## The exercise
Every entry below should be printed exactly, without its images.

start Records provided

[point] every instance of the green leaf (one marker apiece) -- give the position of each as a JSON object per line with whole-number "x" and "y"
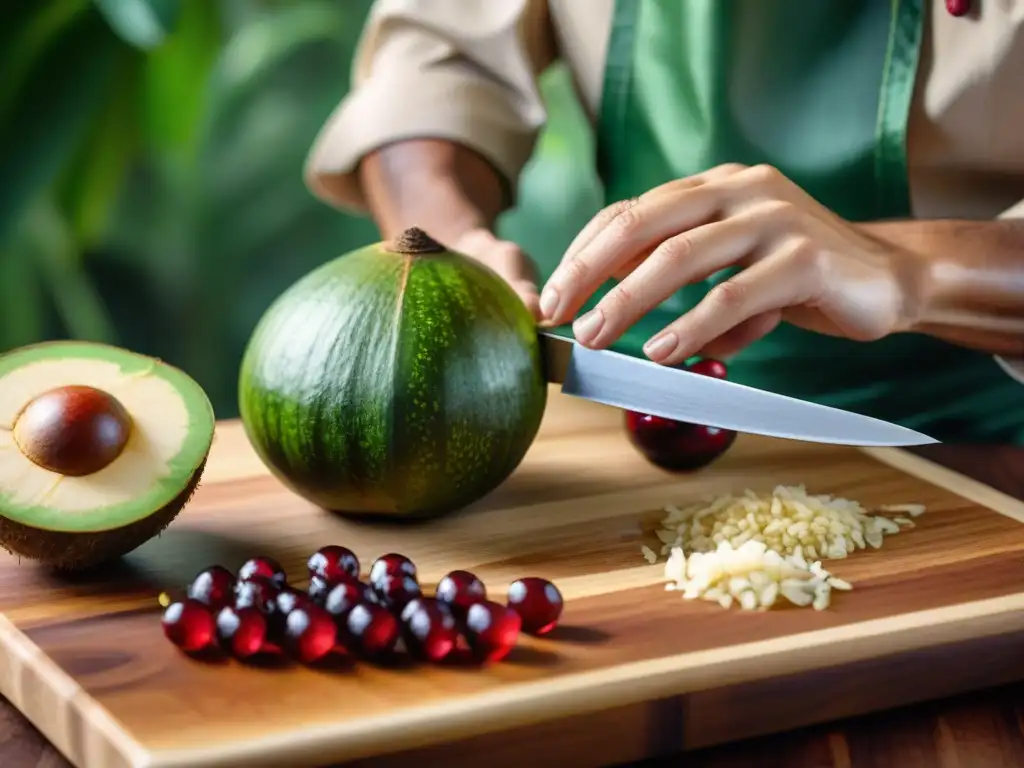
{"x": 175, "y": 79}
{"x": 90, "y": 184}
{"x": 25, "y": 35}
{"x": 45, "y": 237}
{"x": 23, "y": 311}
{"x": 143, "y": 24}
{"x": 51, "y": 112}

end Records provided

## Right answer
[point] every instance of the green leaf (one marker apiece) -- give the position of each as a JSON object per line with whole-number "x" and "y"
{"x": 175, "y": 79}
{"x": 90, "y": 184}
{"x": 25, "y": 35}
{"x": 45, "y": 237}
{"x": 23, "y": 311}
{"x": 143, "y": 24}
{"x": 51, "y": 112}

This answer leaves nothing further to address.